EXERCISE DESCRIPTION
Reproduce each line of the following material exactly, omitting the images.

SUPPLIED RECORDS
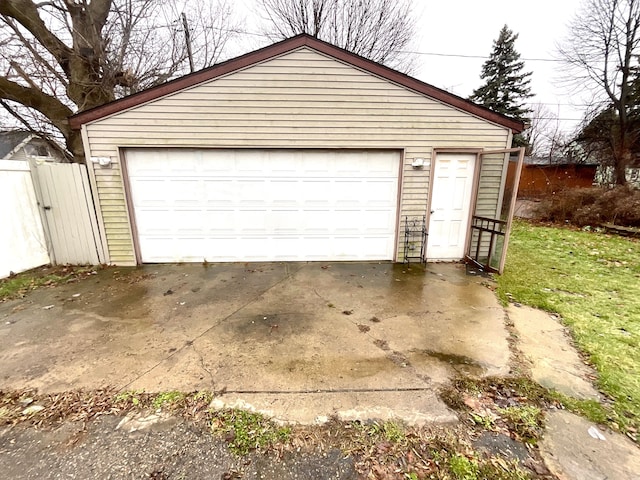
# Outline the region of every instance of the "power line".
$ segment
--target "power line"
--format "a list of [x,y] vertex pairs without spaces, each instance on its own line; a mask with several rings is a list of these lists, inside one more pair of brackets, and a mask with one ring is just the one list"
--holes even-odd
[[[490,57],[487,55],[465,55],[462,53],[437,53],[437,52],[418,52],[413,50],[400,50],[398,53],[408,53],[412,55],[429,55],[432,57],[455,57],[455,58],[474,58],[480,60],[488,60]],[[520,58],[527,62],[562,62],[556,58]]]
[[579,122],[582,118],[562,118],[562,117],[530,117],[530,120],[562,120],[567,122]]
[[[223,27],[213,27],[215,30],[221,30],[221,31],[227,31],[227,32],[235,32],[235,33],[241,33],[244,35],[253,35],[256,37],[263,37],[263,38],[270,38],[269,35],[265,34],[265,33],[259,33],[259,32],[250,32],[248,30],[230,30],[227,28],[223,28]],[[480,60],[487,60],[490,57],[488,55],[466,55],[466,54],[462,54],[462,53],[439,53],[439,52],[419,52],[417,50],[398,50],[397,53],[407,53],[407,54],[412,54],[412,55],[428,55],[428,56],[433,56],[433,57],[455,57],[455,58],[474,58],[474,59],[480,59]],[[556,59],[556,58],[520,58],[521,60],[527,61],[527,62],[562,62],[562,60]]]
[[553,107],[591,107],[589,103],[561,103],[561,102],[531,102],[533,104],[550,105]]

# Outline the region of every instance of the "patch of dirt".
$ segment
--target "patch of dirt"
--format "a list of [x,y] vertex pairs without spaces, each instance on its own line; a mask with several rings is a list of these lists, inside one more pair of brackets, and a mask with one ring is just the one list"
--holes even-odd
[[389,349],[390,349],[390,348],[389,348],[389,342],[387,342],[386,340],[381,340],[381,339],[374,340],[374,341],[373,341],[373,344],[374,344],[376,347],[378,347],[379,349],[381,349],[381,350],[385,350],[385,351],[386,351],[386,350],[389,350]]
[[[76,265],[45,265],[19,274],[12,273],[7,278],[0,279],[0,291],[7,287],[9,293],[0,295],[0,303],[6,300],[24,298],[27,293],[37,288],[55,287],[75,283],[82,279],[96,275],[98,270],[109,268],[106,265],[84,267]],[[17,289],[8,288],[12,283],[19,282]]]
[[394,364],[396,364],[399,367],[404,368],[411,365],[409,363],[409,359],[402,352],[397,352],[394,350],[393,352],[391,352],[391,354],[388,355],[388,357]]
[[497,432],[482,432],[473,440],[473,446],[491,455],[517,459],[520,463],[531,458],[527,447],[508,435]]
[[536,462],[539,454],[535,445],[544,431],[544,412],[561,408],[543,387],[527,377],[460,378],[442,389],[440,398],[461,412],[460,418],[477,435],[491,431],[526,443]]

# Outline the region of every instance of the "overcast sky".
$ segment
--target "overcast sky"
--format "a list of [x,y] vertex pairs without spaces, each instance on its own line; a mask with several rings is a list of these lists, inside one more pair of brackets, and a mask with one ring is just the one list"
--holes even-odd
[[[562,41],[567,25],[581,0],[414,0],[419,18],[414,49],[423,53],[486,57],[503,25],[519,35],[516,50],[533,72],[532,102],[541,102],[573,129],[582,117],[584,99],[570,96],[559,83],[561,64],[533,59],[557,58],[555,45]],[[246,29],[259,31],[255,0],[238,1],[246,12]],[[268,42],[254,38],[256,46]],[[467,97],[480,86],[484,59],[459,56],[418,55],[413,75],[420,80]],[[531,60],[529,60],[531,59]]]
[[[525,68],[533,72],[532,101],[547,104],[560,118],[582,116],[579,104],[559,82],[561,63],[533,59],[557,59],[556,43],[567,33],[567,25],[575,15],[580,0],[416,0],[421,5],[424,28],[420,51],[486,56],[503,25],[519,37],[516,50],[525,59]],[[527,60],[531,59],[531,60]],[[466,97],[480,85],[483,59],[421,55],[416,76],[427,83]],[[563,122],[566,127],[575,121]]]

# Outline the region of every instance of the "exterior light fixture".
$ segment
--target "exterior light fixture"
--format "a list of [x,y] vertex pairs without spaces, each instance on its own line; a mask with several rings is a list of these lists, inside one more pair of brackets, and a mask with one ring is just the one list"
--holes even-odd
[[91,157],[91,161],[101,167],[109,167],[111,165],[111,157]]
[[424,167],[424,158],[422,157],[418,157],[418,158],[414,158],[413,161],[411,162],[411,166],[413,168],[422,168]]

ANSWER SPACE
# Outline the region of every instance of the "power line".
$ segment
--target "power line"
--format "a list of [x,y] vertex pairs without spaces, each instance on its own line; a mask with several rings is a list of these lists, inside one more pair of brackets, and a mask with one ring is just the one list"
--holes even-odd
[[[490,57],[487,55],[465,55],[462,53],[437,53],[437,52],[418,52],[413,50],[400,50],[398,53],[408,53],[412,55],[429,55],[432,57],[455,57],[455,58],[474,58],[480,60],[488,60]],[[520,58],[527,62],[562,62],[556,58]]]
[[579,122],[582,118],[562,118],[562,117],[530,117],[530,120],[562,120],[567,122]]
[[[223,27],[213,27],[215,30],[221,30],[221,31],[227,31],[227,32],[235,32],[235,33],[241,33],[244,35],[253,35],[256,37],[263,37],[263,38],[270,38],[269,35],[265,34],[265,33],[259,33],[259,32],[250,32],[248,30],[230,30],[227,28],[223,28]],[[480,60],[487,60],[490,57],[488,55],[466,55],[466,54],[462,54],[462,53],[439,53],[439,52],[419,52],[417,50],[398,50],[397,53],[407,53],[407,54],[412,54],[412,55],[428,55],[428,56],[433,56],[433,57],[455,57],[455,58],[474,58],[474,59],[480,59]],[[556,59],[556,58],[520,58],[521,60],[527,61],[527,62],[562,62],[562,60]]]
[[553,107],[591,107],[589,103],[561,103],[561,102],[531,102],[533,104],[550,105]]

# Outline the region of every instance of the "patch of dirt".
$ segment
--target "patch of dirt"
--format "a list of [x,y] vertex pairs without spaces, each instance on its own line; a mask with several rings is a list of these lists, inside one more pair of brackets, and a mask with one ring is just the one list"
--holes even-odd
[[389,349],[390,349],[390,348],[389,348],[389,342],[387,342],[386,340],[381,340],[381,339],[374,340],[374,341],[373,341],[373,344],[374,344],[376,347],[378,347],[379,349],[381,349],[381,350],[385,350],[385,351],[386,351],[386,350],[389,350]]
[[[76,265],[45,265],[19,274],[12,273],[7,278],[0,279],[0,291],[7,287],[9,293],[0,295],[0,303],[6,300],[24,298],[27,293],[37,288],[55,287],[75,283],[82,279],[96,275],[98,270],[109,268],[106,265],[84,267]],[[17,289],[8,288],[12,283],[19,282]]]
[[394,364],[396,364],[399,367],[404,368],[411,365],[409,363],[409,359],[402,352],[397,352],[394,350],[393,352],[391,352],[391,354],[388,355],[388,357]]
[[497,432],[482,432],[473,440],[473,446],[491,455],[517,459],[520,463],[531,458],[527,447],[508,435]]
[[536,462],[539,454],[535,445],[544,431],[544,412],[561,408],[543,387],[527,377],[460,378],[442,389],[440,398],[461,412],[460,418],[477,435],[491,431],[526,443]]

# Outline the region of every instance of the "overcast sky".
$ segment
--target "overcast sky"
--format "a list of [x,y] vertex pairs without spaces, each instance on its own line; a mask with several rings is a list of these lists, inside one more pair of brackets, and a mask with one ring is just the one list"
--holes even-odd
[[[562,41],[567,25],[581,0],[414,0],[419,18],[414,49],[423,53],[486,57],[503,25],[519,35],[516,50],[533,72],[532,102],[541,102],[573,129],[582,117],[584,99],[570,96],[559,83],[561,64],[533,59],[557,58],[555,45]],[[246,29],[259,31],[255,0],[238,1],[246,12]],[[268,42],[254,38],[256,46]],[[467,97],[480,86],[484,59],[459,56],[418,55],[413,75],[420,80]],[[531,60],[529,60],[531,59]]]
[[[525,68],[533,72],[532,101],[547,104],[560,118],[582,116],[579,104],[559,82],[561,63],[533,59],[557,59],[556,43],[567,33],[567,25],[575,15],[580,0],[416,0],[421,5],[424,28],[420,51],[486,56],[503,25],[519,37],[516,50],[525,59]],[[527,60],[531,59],[531,60]],[[466,97],[480,85],[483,59],[421,55],[416,76],[427,83]],[[563,122],[566,127],[575,121]]]

# Outline the region of every instance of the "exterior light fixture".
$ segment
--target "exterior light fixture"
--format "a list of [x,y] vertex pairs without spaces, each instance on its own line; a mask with several rings is a list of these lists, inside one more pair of brackets, and a mask with one ring is just the one list"
--holes even-odd
[[91,157],[91,161],[101,167],[109,167],[111,165],[111,157]]
[[424,167],[424,158],[422,157],[418,157],[418,158],[414,158],[413,161],[411,162],[411,166],[413,168],[422,168]]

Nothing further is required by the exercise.